+++ Texto mostrado

La Nación peruana, al parecer, no se ha dado cuenta de lo que representa la Universidad; y la Universidad no ha tomado el pulso de veras, a las necesidades nacionales. Vivimos en mundos casi incomunicados, como si la Universidad fuese una isla, o como si el Perú viviese en otro planeta. Mientras esta situación subsista, no habrá Universidad auténtica en su pleno sentido realizador, ligada a la intra-historia como ocurre en los países más desarrollados; ni dejaremos de vivir politiqueando en vez de hacer política. Los políticos no son otra cosa, no deben ser otra cosa, que los intérpretes y realizadores de los anhelos populares, para lo cual necesitan ciencia y conciencia. La conciencia se adquiere en la familia, en la escuela, en el ejemplo diario y también en la Universidad; la ciencia sólo en esta última.

Considero por eso como una época feliz para la Universidad del Perú, aquella en que comencé mi carrera docente, en un país con cinco universidades auténticas. El haber multiplicado en los últimos cinco años el número de universidades, revela una catástrofe mental y política, y es en este punto en el cual trasluce a toda desnudez la diferencia que hay entre el político y el politiquero; entre la Universidad grande y real, y las universidades diminutas y ficticias. Ni Alemania, ni España, ni Argentina, ni Chile, por nombrar unos cuantos países, cuentan con tan numerosas universidades como nosotros; cifran su orgullo en la calidad de ellas.

++++++
+++ Material proporcionado

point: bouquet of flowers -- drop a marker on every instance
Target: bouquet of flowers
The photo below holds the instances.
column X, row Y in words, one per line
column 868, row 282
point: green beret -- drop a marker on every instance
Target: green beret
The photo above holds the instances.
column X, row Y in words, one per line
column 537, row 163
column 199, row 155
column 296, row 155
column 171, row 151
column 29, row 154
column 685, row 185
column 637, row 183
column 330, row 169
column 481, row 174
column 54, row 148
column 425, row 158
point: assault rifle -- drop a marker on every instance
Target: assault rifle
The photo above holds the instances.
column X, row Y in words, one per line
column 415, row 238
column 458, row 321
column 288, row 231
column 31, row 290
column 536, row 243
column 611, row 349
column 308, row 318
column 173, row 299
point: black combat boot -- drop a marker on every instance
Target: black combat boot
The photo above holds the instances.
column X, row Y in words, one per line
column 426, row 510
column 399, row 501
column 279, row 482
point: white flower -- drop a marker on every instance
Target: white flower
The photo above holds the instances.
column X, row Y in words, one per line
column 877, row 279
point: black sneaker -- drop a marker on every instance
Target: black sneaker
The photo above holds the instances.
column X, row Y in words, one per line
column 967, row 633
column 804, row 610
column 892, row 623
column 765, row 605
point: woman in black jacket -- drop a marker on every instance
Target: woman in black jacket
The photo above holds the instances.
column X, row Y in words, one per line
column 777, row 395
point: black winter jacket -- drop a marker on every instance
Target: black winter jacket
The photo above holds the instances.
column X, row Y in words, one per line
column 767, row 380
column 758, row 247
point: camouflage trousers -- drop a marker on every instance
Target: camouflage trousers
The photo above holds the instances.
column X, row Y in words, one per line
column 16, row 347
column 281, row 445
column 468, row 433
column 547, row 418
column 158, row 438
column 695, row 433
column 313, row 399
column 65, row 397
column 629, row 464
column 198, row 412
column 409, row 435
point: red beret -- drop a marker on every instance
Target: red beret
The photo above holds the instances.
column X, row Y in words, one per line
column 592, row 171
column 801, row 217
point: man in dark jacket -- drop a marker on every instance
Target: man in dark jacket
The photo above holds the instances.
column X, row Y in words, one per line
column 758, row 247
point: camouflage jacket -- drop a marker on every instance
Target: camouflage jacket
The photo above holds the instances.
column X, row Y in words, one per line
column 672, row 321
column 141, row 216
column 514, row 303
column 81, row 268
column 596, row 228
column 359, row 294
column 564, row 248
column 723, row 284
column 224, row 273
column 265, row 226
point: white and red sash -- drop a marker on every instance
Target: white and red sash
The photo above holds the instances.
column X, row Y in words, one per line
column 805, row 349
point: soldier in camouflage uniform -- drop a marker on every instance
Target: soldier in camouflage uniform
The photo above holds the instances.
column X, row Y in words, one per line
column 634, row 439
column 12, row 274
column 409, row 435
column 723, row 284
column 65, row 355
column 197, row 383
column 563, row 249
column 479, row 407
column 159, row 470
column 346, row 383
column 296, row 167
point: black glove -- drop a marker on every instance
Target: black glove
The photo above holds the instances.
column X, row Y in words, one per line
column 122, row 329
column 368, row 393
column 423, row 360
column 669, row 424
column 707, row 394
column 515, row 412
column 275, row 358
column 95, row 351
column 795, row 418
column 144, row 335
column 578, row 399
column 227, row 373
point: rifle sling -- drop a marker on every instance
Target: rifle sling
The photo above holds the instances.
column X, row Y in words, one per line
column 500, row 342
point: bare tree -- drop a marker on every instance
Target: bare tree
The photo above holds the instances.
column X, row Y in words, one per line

++++++

▸ **Complete lo siguiente**:
1 - Reproduzca el pasaje del texto sobre la Universidad peruana desde "Considero por eso" hasta "calidad de ellas.".
2 - Enumere los países que el texto sobre la Universidad peruana cita como ejemplos de naciones que no cuentan con tantas universidades como el Perú.

▸ **Respuestas**:
1 -
Considero por eso como una época feliz para la Universidad del Perú, aquella en que comencé mi carrera docente, en un país con cinco universidades auténticas. El haber multiplicado en los últimos cinco años el número de universidades, revela una catástrofe mental y política, y es en este punto en el cual trasluce a toda desnudez la diferencia que hay entre el político y el politiquero; entre la Universidad grande y real, y las universidades diminutas y ficticias. Ni Alemania, ni España, ni Argentina, ni Chile, por nombrar unos cuantos países, cuentan con tan numerosas universidades como nosotros; cifran su orgullo en la calidad de ellas.

2 - Alemania, España, Argentina y Chile.